• [TO DO] Output all of the entries exactly as written.

• [AVAILABLE RECORDS]
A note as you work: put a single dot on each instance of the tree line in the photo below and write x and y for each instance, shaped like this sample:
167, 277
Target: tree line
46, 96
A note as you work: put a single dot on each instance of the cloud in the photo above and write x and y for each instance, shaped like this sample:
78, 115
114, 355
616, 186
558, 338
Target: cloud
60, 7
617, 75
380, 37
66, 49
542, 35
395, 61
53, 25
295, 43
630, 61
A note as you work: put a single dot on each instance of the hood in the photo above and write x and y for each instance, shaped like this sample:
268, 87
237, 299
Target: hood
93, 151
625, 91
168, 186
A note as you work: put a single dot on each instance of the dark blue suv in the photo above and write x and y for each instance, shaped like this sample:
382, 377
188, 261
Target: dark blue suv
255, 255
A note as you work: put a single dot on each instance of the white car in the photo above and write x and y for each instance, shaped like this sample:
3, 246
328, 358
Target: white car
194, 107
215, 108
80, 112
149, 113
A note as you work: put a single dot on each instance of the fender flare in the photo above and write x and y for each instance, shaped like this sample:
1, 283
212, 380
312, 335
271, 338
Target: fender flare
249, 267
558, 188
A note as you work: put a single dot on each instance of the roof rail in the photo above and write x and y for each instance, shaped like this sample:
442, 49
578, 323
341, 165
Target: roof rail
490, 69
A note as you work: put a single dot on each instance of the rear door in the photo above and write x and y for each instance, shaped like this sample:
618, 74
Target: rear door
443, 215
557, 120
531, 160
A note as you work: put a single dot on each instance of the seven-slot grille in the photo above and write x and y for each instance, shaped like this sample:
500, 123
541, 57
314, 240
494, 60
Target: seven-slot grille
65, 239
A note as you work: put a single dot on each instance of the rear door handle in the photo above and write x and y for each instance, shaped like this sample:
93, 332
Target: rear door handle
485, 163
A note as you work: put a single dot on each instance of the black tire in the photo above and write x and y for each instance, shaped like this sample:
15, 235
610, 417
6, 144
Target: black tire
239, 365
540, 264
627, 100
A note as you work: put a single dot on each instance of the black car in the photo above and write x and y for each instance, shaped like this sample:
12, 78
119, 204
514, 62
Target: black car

• [EXERCISE ANSWER]
A note as you work: put a single dot on each instance of the tree line in the photo below and write x and y for each instance, shaped like this sample:
167, 277
Target: tree line
46, 96
A note as you work: put a single dot on each instance of the cloud in the photo above and write x and y for each instance, shaped like this sample:
78, 115
114, 355
616, 186
558, 338
Target: cloud
60, 7
617, 75
380, 37
66, 49
542, 35
395, 61
53, 25
295, 43
630, 61
A note as you work: put a single dot on each instance of the hood in the photo above and write x and y for each instance, shaped like this sample:
268, 87
237, 299
Target: hood
93, 151
625, 91
168, 186
A note as you work: put a single dot on each instance of the dark blue suv in the photo above and write x and y for each instance, shaped like this sample:
382, 377
188, 261
Target: dark blue suv
255, 255
A note as you work: put a single dot on each instance of the white car in the photo above and write x and y for each instance, shaped like this sample:
3, 246
328, 358
Target: white car
194, 107
215, 108
80, 112
149, 113
A note as you work: put a single dot on each instance of the fender flare in the photo above and write x and y for each instance, shaped like this sample:
1, 283
212, 380
312, 335
271, 338
Target: fender flare
249, 267
558, 188
A note as you work: put a single dot on each instance of the roof rail in the photo above and write x and y for each instance, shaped like this sample:
442, 49
578, 323
341, 165
Target: roof rail
490, 69
A note as you work: put a single dot on each instance of the rear door in the photo above and write x and y for each instance, shaped like this sample:
618, 74
Target: rear door
443, 215
557, 120
531, 160
A note as you work: put a single dot on each instance of the seven-slot grille in the photo above and write x and y for each instance, shaped like this sample:
500, 123
541, 57
314, 240
494, 60
Target: seven-slot grille
65, 239
A note as you work: put a single dot on each instance of the rear door handle in the photo above and write x and y for each instance, shaped like this sample:
93, 332
Target: rear door handle
485, 163
A note as you work: put a single dot on each instance of the black tire in the photo above and write x and y for each instance, shaped like this sample:
15, 235
610, 417
6, 144
Target: black tire
239, 365
540, 264
627, 100
A note as you work: put a single dot on each instance of the black car in the photo above and write x and y for each instance, shaped like this sample:
12, 78
119, 204
514, 62
Target: black car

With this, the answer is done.